- _Instruction_
Rescale the listing from the line with "A point falls on each instance of the wooden" up to and including the line with "(1269, 480)". Write out every line in that span again, multiplying each point coordinate by 1.45 and rounding to a whole number with halves going up, and leave out the picture.

- _Provided entries_
★ ★ ★

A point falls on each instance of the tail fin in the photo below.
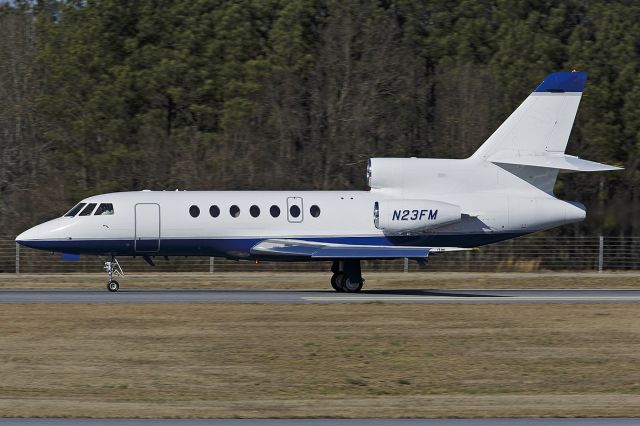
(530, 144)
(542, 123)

★ ★ ★

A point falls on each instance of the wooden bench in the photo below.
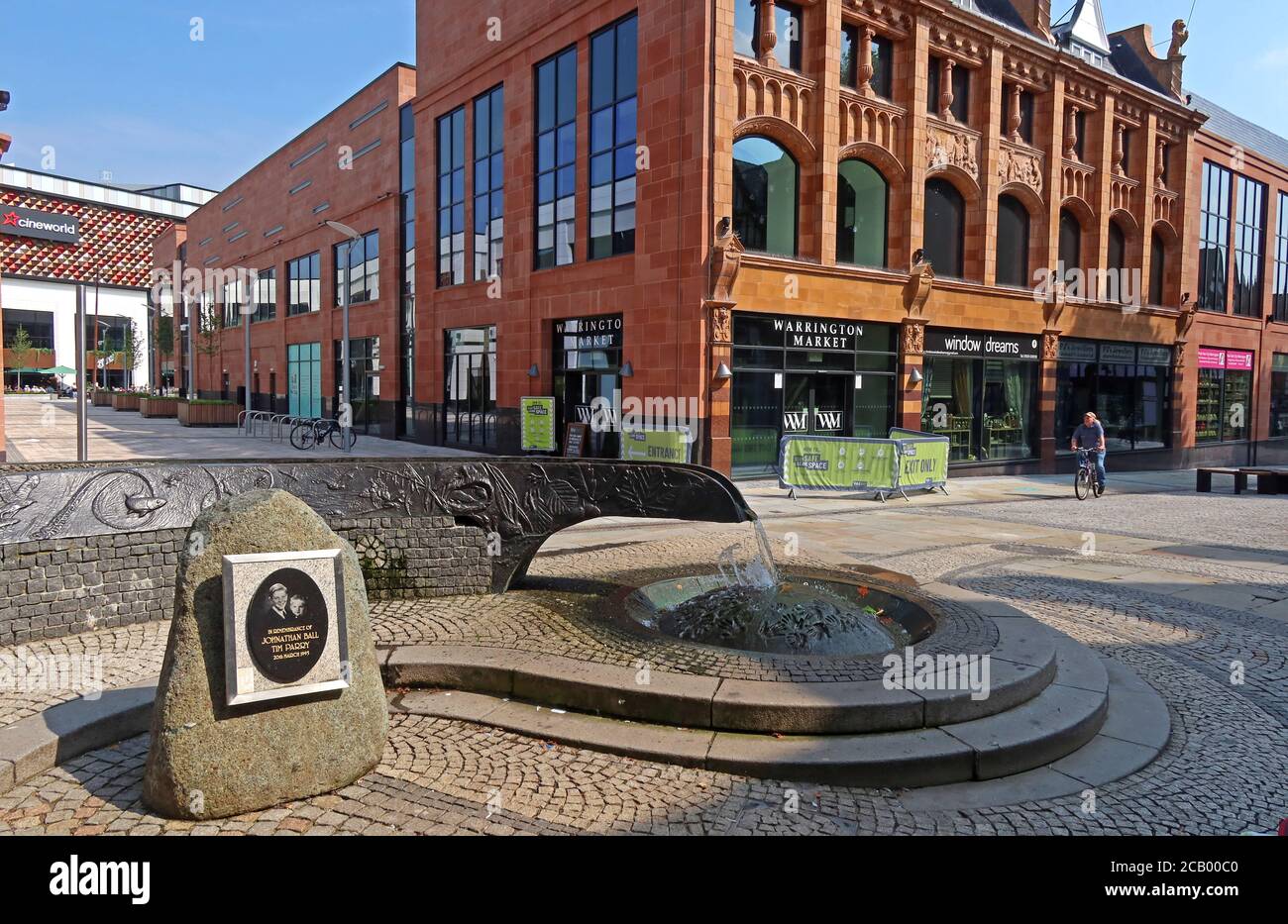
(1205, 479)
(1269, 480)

★ ★ ★

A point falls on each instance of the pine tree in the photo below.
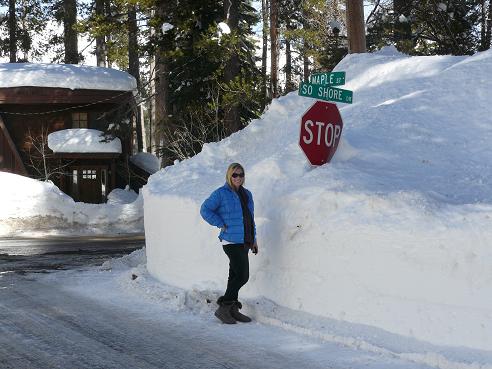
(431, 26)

★ ★ ★

- _Response_
A point falls on each instance of the wooden bench in the photo below.
(1747, 695)
(1840, 696)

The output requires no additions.